:: Trecho selecionado ::
((

A nova Lei de Tóxicos, nº 11.343, publicada no dia 23 de agosto de 2006, e em vigor desde o dia 08 de outubro, trouxe substanciais - algumas delas desditosas - alterações no nosso ordenamento jurídico.

4/12/2006


Os acintes da nova Lei de Tóxicos

Paulo Bracks*

I - Introdução

A nova Lei de Tóxicos, nº 11.343, publicada no dia 23 de agosto de 2006, e em vigor desde o dia 08 de outubro, trouxe substanciais - algumas delas desditosas - alterações no nosso ordenamento jurídico.

À minha exegese, escudada no trabalho diário com a área criminal, a lei não atinge o escopo de repreensão dos crimes afetos aos entorpecentes, pois deixou de prever importantes artigos do anterior diploma, e alterou de forma contundente alguns dispositivos, chegando a ferir, inclusive, princípios comezinhos do nosso direito penal.

O presente estudo procurará trazer alguns acintes abrigados pela neófita lei - que revogou as Leis nº 6.368/76 e 10.409/02 -, sem possuir a altivez, entretanto, de esgotar todas as alterações feitas.

II - Do tráfico de drogas

Seguindo a cronologia da nova lei, ressalta-se, a priori, o artigo 33, substituto do antigo artigo 12, da Lei nº 6.368/76, referente ao tráfico de drogas.

A redação do caput quedou-se inalterada, todavia, a pena mínima cominada para o condenado nas iras do artigo 33 se elevou, eis que, antes, a menor reprimenda para o traficante era de 03 (três) anos de reclusão, passando agora para 05 (cinco) anos. Contudo, na prática, essa alteração nem sempre implicará maiores gravames ao agente, pois, dependendo do caso em julgamento, pode lhe ser até mais benigna em comparação à pena anterior.

De acordo com o §4º, do artigo em comento, os delitos definidos no caput e no §1º, poderão ter as penas respectivas reduzidas de 1/6 (um sexto) até incríveis 2/3 (dois terços), “desde que o agente seja primário, de bons antecedentes, não se dedique às atividades criminosas nem integre organização criminosa”.

))

:: Enunciado 1 ::
Informe cada linha da listagem abaixo que contém a palavra "chair", transcrevendo-a por inteiro. Diferencie maiúsculas de minúsculas.

:: Material da tarefa ::

((

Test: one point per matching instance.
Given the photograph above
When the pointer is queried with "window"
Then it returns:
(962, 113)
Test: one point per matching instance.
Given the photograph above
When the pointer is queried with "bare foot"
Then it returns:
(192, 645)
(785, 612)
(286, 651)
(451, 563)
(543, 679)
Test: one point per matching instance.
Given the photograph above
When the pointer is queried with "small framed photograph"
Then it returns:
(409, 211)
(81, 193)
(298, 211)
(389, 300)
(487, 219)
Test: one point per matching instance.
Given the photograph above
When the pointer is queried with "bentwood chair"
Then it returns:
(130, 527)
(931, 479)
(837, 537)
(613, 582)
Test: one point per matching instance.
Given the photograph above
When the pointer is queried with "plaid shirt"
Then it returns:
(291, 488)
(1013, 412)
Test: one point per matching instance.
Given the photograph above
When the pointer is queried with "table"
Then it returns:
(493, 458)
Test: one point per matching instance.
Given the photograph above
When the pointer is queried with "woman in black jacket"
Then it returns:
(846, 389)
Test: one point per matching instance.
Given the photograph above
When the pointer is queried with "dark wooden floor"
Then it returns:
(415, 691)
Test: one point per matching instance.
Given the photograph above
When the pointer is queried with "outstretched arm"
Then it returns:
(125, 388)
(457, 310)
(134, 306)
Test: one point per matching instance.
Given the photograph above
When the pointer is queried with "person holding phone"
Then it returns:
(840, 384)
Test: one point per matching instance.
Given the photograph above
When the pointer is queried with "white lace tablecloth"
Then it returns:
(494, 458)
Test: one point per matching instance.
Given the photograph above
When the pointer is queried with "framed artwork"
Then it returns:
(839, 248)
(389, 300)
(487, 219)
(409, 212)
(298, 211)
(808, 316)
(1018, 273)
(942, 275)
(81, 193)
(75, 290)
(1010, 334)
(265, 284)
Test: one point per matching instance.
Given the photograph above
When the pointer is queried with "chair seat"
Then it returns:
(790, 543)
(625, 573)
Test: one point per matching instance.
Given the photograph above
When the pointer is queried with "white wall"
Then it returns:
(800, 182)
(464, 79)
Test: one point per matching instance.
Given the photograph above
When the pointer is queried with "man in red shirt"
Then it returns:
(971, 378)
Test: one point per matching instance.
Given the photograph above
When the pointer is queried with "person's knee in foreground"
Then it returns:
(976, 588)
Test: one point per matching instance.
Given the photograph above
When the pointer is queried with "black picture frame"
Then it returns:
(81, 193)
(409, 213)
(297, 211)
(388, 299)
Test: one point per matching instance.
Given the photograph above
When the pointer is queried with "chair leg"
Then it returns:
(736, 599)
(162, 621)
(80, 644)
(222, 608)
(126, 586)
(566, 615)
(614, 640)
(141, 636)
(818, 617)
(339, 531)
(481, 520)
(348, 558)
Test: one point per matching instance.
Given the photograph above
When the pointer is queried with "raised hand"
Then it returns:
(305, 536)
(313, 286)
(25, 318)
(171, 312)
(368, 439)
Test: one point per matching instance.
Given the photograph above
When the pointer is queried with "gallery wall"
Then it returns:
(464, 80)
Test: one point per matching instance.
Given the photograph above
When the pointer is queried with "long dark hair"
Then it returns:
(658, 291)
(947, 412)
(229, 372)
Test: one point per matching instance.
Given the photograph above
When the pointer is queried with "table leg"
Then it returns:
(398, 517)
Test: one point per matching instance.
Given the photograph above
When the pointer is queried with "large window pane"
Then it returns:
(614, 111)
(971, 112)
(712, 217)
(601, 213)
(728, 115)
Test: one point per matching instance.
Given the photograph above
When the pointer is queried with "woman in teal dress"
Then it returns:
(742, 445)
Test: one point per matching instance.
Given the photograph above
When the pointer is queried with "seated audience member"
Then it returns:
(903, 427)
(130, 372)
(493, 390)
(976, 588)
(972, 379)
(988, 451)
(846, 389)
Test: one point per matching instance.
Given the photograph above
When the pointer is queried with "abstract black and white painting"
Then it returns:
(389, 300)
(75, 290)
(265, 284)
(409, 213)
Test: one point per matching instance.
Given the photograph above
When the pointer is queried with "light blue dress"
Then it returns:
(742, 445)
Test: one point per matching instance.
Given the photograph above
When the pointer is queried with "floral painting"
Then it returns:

))

:: Enunciado 2 ::
Prolongue o trecho acima sobre a nova Lei de Tóxicos a partir da última frase apresentada.

:: Resposta 1 ::
When the pointer is queried with "bentwood chair"
When the pointer is queried with "chair seat"
When the pointer is queried with "chair leg"

:: Resposta 2 ::
Preenchidos pelo condenado os requisitos do artigo 33, §4º, o mesmo terá sua pena-base reduzida em 2/3 (dois terços), ou seja, se estabelecida a reprimenda no mínimo legal, 05 (cinco) anos de reclusão, esta tornar-se-á definitiva, à míngua de outras circunstâncias, no vil e lúgubre patamar de 01 (um) ano e 08 (oito) meses de reclusão.

Como adendo, mister se faz ressaltar que, malgrado o termo ser ‘poderá’, a praxe jurídica indica que, quando se trata de ato judicial, esse verbo tem-se transformado em ‘deverá’, por traduzir direito público subjetivo do réu. O douto julgador, ao notar estar o agente incurso em todas as exigências expostas no malfadado §4º, terá de reduzir-lhe a pena em seu máximo grau.

Porém, é de se questionar, ante a novel redação, como o insigne julgador irá atestar se o acusado se dedica ou não às tais atividades criminosas? O que seriam atividades criminosas senão a própria incursão do réu nas iras de uma conduta definida, na lei, como crime? E a referida organização criminosa, como defini-la? Teremos clubes de narcotráfico dos quais os sócios poderão ostentar carteirinhas para, de posse de tais informações, o magistrado ser capaz de aferir se está ou não o réu “integrado em organização criminosa”? Talvez, a lamentável redação in fine do citado dispositivo pretenda que todo réu incurso e preso nas iras do artigo 33, da nova lei, afirme sem constrangimento, quando questionado acerca de sua profissão, ser “traficante de drogas da organização criminosa do meu bairro”.

Nenhum réu irá confessar ser partícipe de atividade criminosa ou esposar livremente ser integrante de uma cadeia organizada com o intuito de cometer delitos, ainda mais após passarem a ter ciência de que isso, não caracterizado, reduzirá suas penas. Ficará, por conseguinte, ao alvedrio do MM. Juiz, o que é assaz subjetivo e desprovido de segurança jurídica, estabelecer se o réu preenche ou não os requisitos trazidos pela lei para reduzir-lhe a pena em tão significativo patamar.

Destarte, não apenas a lamentável omissão sobre a falta de conceituação de atividade ou organização criminosa, mas, mormente, a teórica elevação da pena mínima concernente ao tráfico de drogas, ensejam merecidas censuras ao novo diploma especial.

De se ressaltar, também, a revogação pela novel Lei do anterior disposto no artigo 12, III, da Lei nº 6.368/76, que previa pena igual a do traficante para o agente que: “contribui de qualquer forma para incentivar ou difundir o uso indevido ou o tráfico ilícito de entorpecente ou que determine dependência física ou psíquica”.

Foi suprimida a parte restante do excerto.